Among the entries that follow, find every line with the word "ocean" and copy it.

Point-per-instance localization data:
★ ★ ★

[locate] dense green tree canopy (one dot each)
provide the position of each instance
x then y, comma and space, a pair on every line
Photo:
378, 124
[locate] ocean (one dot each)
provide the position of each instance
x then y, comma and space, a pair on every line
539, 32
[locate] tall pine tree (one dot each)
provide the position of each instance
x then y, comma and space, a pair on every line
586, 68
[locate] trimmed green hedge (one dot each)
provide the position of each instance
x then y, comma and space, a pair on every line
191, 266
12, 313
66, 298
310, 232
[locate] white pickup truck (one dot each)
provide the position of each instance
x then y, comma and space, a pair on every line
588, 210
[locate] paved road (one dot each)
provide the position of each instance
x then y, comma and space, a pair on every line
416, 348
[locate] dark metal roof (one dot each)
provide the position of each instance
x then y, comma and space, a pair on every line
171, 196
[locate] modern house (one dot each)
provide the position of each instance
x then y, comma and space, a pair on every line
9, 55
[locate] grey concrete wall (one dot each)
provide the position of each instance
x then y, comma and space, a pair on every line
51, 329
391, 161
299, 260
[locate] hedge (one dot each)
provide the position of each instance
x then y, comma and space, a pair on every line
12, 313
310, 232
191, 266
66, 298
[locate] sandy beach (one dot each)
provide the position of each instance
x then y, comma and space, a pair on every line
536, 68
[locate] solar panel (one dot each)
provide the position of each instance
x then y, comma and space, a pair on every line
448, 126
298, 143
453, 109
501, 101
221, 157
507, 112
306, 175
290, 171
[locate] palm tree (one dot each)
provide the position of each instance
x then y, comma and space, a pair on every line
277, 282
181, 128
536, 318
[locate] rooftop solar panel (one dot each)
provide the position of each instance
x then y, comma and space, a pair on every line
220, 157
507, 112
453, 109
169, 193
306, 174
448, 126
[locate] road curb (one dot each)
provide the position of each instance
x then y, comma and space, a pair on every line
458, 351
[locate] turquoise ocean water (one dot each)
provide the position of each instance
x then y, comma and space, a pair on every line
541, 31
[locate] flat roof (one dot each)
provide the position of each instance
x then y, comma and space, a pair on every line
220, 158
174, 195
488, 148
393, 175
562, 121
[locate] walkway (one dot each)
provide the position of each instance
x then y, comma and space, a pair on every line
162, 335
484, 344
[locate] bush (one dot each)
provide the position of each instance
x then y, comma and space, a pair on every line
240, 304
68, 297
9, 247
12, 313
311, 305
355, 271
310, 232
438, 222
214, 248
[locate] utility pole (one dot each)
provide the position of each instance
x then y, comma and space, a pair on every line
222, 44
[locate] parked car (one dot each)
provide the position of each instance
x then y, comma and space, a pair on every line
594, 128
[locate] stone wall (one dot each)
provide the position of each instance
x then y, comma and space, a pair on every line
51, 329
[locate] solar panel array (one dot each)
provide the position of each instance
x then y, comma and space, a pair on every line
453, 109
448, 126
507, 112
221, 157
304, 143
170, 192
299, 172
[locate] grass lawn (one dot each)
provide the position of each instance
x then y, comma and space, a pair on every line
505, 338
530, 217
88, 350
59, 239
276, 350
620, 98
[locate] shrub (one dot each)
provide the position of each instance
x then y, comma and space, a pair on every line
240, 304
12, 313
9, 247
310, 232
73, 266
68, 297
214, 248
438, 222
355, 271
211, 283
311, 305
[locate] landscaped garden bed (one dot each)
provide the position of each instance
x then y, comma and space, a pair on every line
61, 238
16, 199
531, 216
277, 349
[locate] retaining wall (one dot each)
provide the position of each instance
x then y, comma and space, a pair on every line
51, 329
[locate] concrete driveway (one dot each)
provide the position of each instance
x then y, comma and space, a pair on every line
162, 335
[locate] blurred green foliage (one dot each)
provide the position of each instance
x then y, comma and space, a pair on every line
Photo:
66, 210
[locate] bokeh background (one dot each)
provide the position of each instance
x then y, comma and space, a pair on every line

★ ★ ★

▶ Response to this exercise
[locate] ocean (one dot each)
[locate] turquoise ocean water (one dot each)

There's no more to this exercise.